British academic (born 1943)

Sir John Andrew Likierman (born 30 December 1943), is Professor of Management Practice and the former Dean of the London Business School. He was succeeded as Dean by François Ortalo-Magné.

==Early life==
Andrew Likierman was born in Colne, Lancashire on 30 December 1943. He earned a Master's degree in Philosophy, Politics and Economics at Balliol College, University of Oxford.

==Career==
Private sector: Likierman started as a management trainee with English Sewing Cotton (later Tootal Ltd) in Manchester, qualifying as a management accountant. He later moved to his family's firm, Qualitex Ltd, running a textile plant in Germany and was then Managing Director of the Overseas Division. He later started his own book business, Ex Libris Ltd.
Non-executive roles: Likierman's previous non-executive roles have included Chairman of the market research firm MORI Ltd, the Economists' Bookshop Group and the United Kingdom's National Audit Office, Deputy Chairman of the Tavistock and Portman NHS Trust, Senior National Independent Director of Times Newspapers Holdings Ltd and of Monument Bank, Director and Risk Committee Chair of the Bank of England, Director of Barclays Bank plc and Director and Remuneration Committee Chair of insurance company Beazley.

Academic: Likierman was a faculty member at the University of Leeds and has been a faculty member at London Business School from 1974–1976, 1979–1993 and since 2004. His positions have included Lecturer, Senior Lecturer and Professor of Accounting and Financial Control; Founding Director of the Executive MBA Programme; Director of the Institute of Public Sector Management; Acting Dean (January - July 2007) and Dean (January 2009 - July 2017).

His research and publications - for academics and practitioners - were first in the field of public finance (ie Public Sector Accounting and Financial Control, 4 editions 1983-92, Chapman and Hall) then performance measurement (ie The Five Traps of Performance Measurement, Harvard Business Review, October 2009) The basis of his current research, on managerial judgment, was published in the January/February 2020 edition of the Harvard Business Review and in Judgement at work: Making Better Choices, Profile Books 2025 (paperback format 2026). Applications have included his booklet on independent judgment on the Board published by the Chartered Governance Institute in 2021. The Financial Reporting Council's Guidance on Independent Professional Judgment published in 2022 draws on his work.

Government: Likierman was Head of the Government Accountancy Service, Managing Director of the Financial Management, Reporting and Audit Directorate of HM Treasury and its Principal Finance Officer (Finance Director). He had earlier worked in the Cabinet Office as a member of the Central Policy Review Staff (the "Think Tank"). He was knighted in 2001 for his work on moving UK Government finances from a cash to an accruals basis through Resource Accounting and Budgeting (Government Resources and Accounts Act 2000).

§ Source information

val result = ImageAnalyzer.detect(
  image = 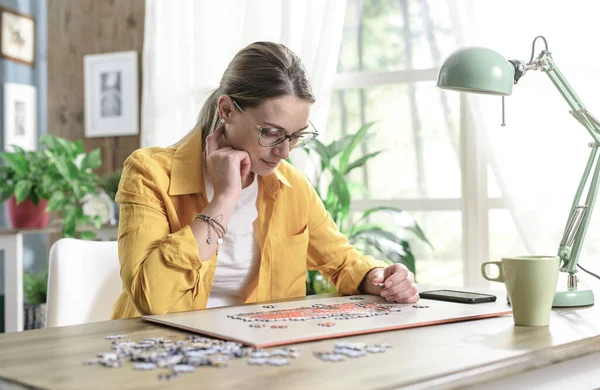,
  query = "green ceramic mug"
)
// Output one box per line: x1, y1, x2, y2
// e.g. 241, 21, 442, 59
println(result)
481, 256, 559, 326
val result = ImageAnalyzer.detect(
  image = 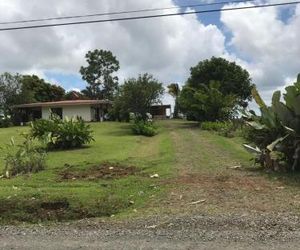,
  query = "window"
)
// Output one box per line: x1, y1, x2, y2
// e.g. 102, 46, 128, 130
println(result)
51, 108, 62, 119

§ Exercise 1
According to the Likierman biography, who succeeded Likierman as Dean of the London Business School?
§ Exercise 2
Rewrite the passage of the Likierman biography starting with "Non-executive roles: Likierman's" and going on through "insurance company Beazley.", changing "market research firm" to "polling company".
The listing has no connection to the Likierman biography.

§ Written solution 1
François Ortalo-Magné

§ Written solution 2
Non-executive roles: Likierman's previous non-executive roles have included Chairman of the polling company MORI Ltd, the Economists' Bookshop Group and the United Kingdom's National Audit Office, Deputy Chairman of the Tavistock and Portman NHS Trust, Senior National Independent Director of Times Newspapers Holdings Ltd and of Monument Bank, Director and Risk Committee Chair of the Bank of England, Director of Barclays Bank plc and Director and Remuneration Committee Chair of insurance company Beazley.